Listed entries.
◆ ◆ ◆ ◆
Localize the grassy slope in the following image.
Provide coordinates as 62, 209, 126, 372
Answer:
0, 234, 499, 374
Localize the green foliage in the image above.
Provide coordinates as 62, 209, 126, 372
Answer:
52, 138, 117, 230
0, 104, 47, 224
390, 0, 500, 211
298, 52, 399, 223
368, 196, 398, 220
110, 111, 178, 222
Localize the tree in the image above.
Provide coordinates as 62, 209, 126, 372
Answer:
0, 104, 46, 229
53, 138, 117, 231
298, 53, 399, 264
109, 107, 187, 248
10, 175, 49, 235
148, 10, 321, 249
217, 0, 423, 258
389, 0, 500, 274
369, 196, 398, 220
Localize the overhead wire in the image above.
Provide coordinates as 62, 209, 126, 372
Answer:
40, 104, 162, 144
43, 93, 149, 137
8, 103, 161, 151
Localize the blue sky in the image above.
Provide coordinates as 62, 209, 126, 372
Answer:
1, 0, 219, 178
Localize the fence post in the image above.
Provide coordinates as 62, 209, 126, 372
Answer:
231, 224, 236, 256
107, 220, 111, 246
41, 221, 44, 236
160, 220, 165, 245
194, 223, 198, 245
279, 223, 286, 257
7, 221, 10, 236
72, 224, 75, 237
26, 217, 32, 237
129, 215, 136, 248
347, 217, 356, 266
◆ ◆ ◆ ◆
Action item. The lines to return are those in the records above that hold the word "Localize".

Solution.
Localize the grassy slope in the following image.
Localize the green foliage in the image above.
Localize the tree in the image above.
Localize the overhead wire in the image above.
Localize the blue sky in the image above.
Localize the fence post in the image above.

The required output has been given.